» JOB
Show each line below that contains the string "platform", copied in full. Matching is case-sensitive.

» SUPPLIED RECORDS
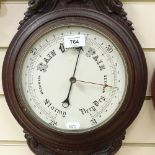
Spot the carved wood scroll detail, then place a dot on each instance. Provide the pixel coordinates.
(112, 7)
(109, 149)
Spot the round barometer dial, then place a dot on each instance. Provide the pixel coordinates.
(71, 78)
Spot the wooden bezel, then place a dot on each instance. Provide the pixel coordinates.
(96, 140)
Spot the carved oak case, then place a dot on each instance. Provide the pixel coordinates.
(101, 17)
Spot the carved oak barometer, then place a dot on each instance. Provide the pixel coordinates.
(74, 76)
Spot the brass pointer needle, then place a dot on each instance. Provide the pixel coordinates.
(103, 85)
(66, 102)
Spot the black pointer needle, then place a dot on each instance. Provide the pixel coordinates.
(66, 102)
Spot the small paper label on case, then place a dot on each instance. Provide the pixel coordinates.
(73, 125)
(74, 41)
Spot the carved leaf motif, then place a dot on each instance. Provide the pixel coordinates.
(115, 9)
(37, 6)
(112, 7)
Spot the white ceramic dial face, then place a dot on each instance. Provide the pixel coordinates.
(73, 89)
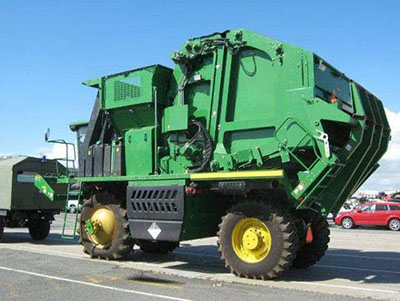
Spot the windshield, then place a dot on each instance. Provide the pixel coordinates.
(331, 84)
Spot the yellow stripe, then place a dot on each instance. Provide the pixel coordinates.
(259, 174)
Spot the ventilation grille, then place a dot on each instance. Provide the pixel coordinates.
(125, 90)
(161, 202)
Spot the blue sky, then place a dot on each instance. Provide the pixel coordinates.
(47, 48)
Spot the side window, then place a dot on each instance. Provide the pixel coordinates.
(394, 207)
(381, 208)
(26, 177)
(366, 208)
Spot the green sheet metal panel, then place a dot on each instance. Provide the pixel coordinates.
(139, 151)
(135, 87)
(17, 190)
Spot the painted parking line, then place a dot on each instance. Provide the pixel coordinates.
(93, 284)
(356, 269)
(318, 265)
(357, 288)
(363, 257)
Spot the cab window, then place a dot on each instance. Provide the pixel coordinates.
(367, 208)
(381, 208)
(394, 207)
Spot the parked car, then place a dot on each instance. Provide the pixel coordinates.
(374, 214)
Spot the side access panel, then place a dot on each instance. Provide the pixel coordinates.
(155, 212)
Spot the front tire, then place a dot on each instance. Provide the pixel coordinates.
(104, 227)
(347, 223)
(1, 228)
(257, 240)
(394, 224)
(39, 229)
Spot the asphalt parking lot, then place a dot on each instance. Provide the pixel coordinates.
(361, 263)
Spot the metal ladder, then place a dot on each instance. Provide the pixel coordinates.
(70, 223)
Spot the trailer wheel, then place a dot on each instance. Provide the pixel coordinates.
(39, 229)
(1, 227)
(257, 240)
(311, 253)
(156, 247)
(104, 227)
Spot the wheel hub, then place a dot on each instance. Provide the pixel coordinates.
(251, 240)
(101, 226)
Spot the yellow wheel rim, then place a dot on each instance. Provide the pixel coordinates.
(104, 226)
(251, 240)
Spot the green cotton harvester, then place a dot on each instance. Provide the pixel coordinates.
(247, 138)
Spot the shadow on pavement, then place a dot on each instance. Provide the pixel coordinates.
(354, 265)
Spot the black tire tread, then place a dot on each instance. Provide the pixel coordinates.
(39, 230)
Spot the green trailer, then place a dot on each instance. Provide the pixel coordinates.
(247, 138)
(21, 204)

---

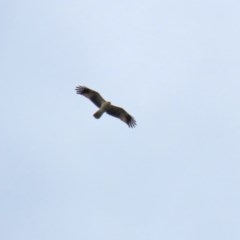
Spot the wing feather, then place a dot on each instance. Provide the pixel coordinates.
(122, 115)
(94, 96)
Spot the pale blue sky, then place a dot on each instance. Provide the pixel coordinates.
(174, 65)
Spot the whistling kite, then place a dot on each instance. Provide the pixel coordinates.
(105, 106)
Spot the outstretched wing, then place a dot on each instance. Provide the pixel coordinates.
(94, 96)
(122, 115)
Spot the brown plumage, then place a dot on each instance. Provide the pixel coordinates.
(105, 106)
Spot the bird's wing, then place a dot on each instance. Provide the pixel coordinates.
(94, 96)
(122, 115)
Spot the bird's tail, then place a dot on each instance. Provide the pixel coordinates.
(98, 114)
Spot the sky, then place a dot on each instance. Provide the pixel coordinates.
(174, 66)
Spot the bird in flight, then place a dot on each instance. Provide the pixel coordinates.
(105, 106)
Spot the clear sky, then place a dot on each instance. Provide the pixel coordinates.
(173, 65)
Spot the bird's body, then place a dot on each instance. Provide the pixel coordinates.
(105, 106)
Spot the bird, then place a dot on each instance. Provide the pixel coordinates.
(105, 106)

---

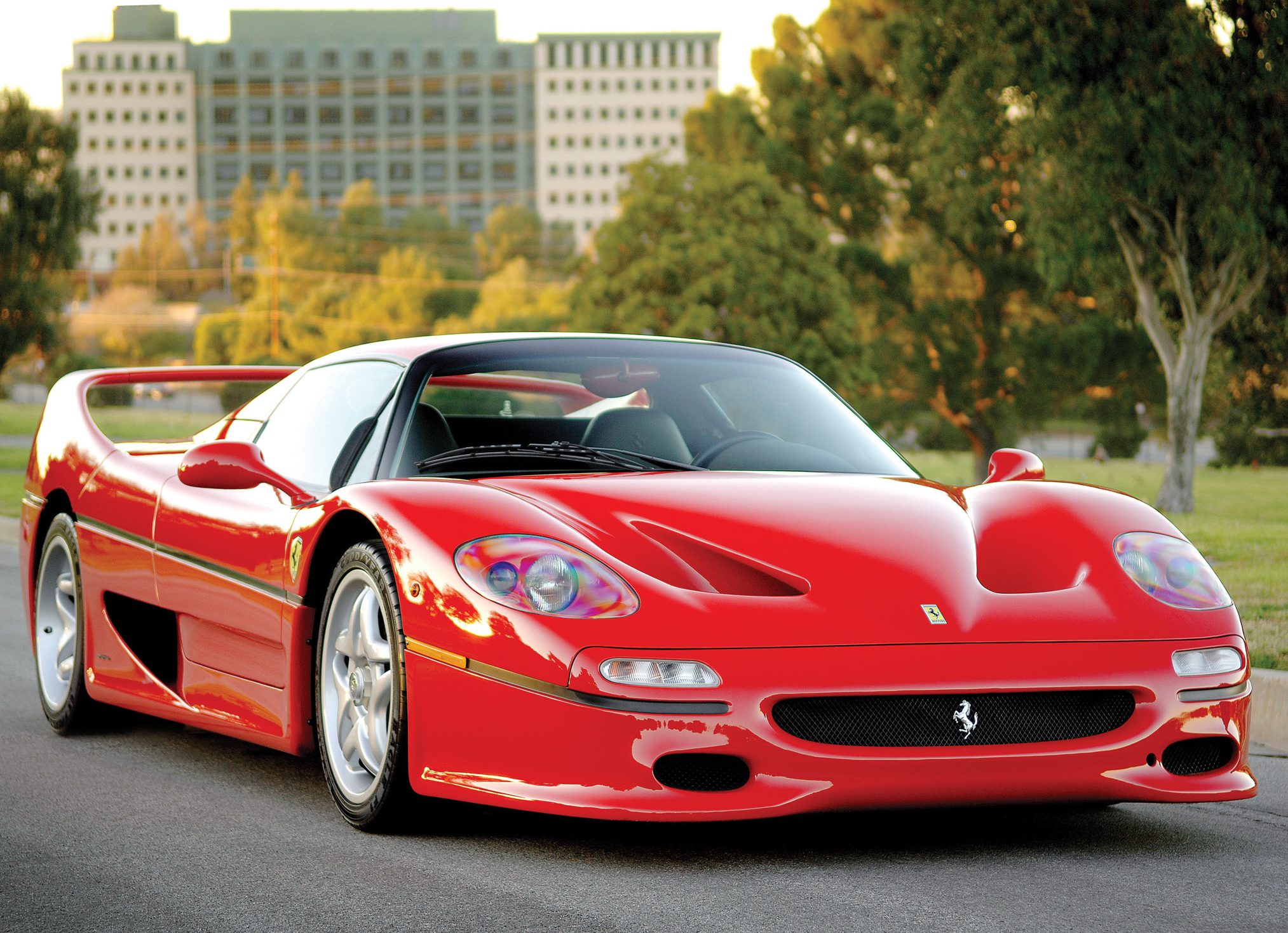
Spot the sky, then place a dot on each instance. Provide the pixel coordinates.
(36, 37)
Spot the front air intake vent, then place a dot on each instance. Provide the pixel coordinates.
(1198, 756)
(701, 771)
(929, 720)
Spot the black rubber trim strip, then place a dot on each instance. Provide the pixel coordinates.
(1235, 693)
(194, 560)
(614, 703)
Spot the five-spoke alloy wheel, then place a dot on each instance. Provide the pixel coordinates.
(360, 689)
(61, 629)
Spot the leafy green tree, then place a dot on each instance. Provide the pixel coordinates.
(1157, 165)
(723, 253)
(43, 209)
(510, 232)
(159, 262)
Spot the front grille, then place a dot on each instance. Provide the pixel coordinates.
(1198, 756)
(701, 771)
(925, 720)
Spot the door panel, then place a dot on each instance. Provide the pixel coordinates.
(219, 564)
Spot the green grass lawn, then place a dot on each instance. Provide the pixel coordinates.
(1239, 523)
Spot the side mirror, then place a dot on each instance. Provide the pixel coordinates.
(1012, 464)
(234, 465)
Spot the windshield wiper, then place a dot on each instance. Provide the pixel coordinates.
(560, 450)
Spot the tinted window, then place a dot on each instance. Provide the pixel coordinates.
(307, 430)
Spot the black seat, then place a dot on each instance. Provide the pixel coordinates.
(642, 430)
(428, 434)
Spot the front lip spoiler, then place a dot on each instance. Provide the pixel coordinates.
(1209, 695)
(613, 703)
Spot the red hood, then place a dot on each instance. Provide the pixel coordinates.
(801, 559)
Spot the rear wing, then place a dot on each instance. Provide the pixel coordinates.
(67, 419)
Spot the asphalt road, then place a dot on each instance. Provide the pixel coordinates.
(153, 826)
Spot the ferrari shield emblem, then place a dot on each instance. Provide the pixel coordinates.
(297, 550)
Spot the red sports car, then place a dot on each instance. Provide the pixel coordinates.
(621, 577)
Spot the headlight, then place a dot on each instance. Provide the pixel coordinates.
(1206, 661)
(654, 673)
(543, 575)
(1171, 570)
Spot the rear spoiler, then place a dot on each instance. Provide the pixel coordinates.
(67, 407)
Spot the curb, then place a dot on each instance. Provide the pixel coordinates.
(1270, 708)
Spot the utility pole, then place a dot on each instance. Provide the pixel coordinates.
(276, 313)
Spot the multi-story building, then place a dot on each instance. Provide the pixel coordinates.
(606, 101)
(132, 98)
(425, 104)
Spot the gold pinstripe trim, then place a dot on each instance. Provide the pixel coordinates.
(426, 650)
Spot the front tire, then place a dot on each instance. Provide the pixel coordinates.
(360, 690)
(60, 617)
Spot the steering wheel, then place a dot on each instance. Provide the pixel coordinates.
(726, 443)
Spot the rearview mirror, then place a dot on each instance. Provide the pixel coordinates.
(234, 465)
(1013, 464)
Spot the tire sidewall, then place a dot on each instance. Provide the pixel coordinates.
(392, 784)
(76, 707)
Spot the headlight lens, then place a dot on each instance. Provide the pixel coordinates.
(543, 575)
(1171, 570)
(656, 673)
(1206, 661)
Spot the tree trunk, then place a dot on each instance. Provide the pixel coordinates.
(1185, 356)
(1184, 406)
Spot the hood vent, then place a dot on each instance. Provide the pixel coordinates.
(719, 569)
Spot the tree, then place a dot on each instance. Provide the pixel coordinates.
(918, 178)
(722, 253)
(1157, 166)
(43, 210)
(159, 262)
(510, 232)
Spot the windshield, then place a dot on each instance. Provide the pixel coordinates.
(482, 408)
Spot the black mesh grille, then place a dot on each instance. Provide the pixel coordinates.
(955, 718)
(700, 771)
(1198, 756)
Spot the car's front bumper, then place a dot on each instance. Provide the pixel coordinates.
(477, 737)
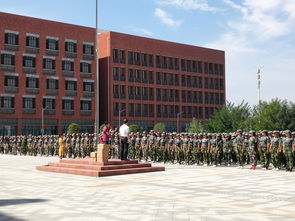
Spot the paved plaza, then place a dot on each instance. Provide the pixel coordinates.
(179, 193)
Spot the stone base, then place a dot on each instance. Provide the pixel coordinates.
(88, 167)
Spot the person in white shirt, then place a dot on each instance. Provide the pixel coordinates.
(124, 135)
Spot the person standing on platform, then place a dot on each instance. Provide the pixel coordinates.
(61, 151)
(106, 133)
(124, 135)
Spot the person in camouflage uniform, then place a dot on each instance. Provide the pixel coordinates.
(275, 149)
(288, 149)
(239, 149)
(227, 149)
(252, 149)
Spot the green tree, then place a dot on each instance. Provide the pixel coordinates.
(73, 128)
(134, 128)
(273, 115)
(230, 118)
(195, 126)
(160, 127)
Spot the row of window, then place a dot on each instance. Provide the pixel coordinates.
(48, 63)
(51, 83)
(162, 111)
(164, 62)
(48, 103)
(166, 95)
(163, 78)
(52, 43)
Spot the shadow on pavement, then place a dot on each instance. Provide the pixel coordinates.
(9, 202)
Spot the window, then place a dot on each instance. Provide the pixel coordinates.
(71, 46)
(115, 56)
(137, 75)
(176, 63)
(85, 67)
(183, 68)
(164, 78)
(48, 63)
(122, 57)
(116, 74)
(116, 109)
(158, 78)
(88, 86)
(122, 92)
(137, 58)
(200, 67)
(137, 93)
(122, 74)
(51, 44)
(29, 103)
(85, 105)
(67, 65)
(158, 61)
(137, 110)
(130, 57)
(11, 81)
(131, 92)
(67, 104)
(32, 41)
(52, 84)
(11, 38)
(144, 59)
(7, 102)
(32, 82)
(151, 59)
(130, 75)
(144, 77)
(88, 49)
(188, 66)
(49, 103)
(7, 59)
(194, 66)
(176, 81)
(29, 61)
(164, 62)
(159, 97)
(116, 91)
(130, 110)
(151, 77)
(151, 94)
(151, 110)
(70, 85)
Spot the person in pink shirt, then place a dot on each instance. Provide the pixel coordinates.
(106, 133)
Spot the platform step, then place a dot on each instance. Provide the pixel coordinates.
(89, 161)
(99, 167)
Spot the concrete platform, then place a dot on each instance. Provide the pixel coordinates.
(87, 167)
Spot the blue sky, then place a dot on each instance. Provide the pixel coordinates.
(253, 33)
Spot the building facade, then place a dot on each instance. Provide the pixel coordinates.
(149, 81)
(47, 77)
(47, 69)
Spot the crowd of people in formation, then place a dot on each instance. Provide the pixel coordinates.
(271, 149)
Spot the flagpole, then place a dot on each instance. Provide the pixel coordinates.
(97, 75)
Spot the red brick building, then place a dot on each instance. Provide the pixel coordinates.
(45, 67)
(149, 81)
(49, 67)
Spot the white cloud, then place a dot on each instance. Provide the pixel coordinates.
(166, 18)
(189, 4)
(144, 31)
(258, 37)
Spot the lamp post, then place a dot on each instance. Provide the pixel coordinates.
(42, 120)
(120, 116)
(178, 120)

» RESULT FOR THIS EXERCISE
Spot the person standing on platform, then place a dot on each instance. Provide the pixel coordinates.
Spot the platform step, then place a dot on each instance. Provide the pixel coordinates.
Spot the concrete platform, then place a dot on each instance. Provide the pixel coordinates.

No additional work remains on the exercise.